The tasks |
1. Rewrite the paragraph of the composition solution that begins "for f(x)=9x - 4" as a short list, keeping its main facts.
2. State whether each statement agrees with the composition solution, answering yes or no and quoting the deciding words from the text.
(a) The simplification of f(g(x)) reduces the expression to x.
(b) The function f is defined as f(x) = 9x + 4.
(c) Step 5 finds the value of (g ∘ f)(8).
3. Answer these questions using the composition solution.
(a) In Step 1, what expression is substituted into f(x)?
(b) What does Step 4 simplify?
(c) What value does the final answer give for (g ∘ f)(8)?

Selection |
Question

for f(x)=9x - 4 and g(x)=$\frac{x + 4}{9}$, find the following functions. a. (f ∘ g)(x); b. (g ∘ f)(x); c. (f ∘ g)(8); d. (g ∘ f)(8) a. (f ∘ g)(x)= (simplify your answer.)

Explanation:

Step1: Recall composition formula

$(f\circ g)(x)=f(g(x))$. Substitute $g(x)=\frac{x + 4}{9}$ into $f(x)$.
$f(g(x))=9(\frac{x + 4}{9})-4$

Step2: Simplify the expression

$9(\frac{x + 4}{9})-4=x + 4-4=x$

Step3: Recall composition formula for $(g\circ f)(x)$

$(g\circ f)(x)=g(f(x))$. Substitute $f(x)=9x - 4$ into $g(x)$.
$g(f(x))=\frac{(9x - 4)+4}{9}$

Step4: Simplify the expression for $(g\circ f)(x)$

$\frac{(9x - 4)+4}{9}=\frac{9x}{9}=x$

Step5: Find $(f\circ g)(8)$

Since $(f\circ g)(x)=x$, then $(f\circ g)(8)=8$

Step6: Find $(g\circ f)(8)$

Since $(g\circ f)(x)=x$, then $(g\circ f)(8)=8$

Answer:

a. $(f\circ g)(x)=x$
b. $(g\circ f)(x)=x$
c. $(f\circ g)(8)=8$
d. $(g\circ f)(8)=8$

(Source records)
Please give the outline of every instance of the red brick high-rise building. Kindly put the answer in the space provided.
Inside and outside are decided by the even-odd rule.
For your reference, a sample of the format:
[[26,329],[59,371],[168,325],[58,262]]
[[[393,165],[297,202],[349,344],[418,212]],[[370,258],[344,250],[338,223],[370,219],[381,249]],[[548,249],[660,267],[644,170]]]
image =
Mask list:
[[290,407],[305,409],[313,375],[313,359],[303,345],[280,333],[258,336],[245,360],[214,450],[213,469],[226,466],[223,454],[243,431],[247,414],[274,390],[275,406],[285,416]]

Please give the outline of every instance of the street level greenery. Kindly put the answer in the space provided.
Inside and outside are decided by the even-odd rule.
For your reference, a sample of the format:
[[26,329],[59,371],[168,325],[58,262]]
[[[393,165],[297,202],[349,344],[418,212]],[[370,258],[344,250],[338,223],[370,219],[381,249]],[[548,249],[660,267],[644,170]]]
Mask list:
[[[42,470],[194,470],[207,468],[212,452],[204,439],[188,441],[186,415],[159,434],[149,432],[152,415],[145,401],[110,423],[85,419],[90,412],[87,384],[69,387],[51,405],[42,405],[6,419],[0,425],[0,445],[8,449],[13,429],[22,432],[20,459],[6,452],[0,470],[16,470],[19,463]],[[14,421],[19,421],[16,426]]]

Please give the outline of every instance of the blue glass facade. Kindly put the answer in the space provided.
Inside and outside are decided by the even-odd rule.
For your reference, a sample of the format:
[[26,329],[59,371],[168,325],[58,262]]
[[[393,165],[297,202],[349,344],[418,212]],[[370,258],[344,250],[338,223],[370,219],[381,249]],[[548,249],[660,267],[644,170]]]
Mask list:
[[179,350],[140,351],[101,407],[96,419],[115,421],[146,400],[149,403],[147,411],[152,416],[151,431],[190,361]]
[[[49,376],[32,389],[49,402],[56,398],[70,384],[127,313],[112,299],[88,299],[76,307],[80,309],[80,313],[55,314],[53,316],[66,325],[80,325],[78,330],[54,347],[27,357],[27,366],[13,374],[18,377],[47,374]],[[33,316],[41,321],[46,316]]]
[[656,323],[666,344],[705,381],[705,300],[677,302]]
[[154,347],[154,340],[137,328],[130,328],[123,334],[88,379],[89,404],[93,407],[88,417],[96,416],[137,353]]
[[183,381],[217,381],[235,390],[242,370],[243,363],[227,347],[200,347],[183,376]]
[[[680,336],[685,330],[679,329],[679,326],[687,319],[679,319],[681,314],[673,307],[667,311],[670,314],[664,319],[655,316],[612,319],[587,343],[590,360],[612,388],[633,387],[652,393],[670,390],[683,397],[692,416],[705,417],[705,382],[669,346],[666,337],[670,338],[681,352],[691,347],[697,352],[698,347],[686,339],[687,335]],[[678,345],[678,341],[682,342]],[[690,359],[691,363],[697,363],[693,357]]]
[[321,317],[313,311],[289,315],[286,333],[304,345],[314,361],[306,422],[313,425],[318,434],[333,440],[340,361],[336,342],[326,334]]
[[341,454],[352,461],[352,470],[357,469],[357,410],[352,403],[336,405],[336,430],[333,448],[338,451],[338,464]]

Solutions to the exercise |
1.
- f(x) = 9x − 4
- g(x) = (x + 4)/9
- Functions to find: (f ∘ g)(x), (g ∘ f)(x), (f ∘ g)(8), and (g ∘ f)(8)
- The answer for (f ∘ g)(x) should be simplified.

2.
(a) Yes: "x + 4-4=x"
(b) No: "f(x)=9x - 4"
(c) No: "Step5: Find $(f\circ g)(8)$"

3.
(a) g(x) = (x + 4)/9
(b) The expression for (g ∘ f)(x)
(c) 8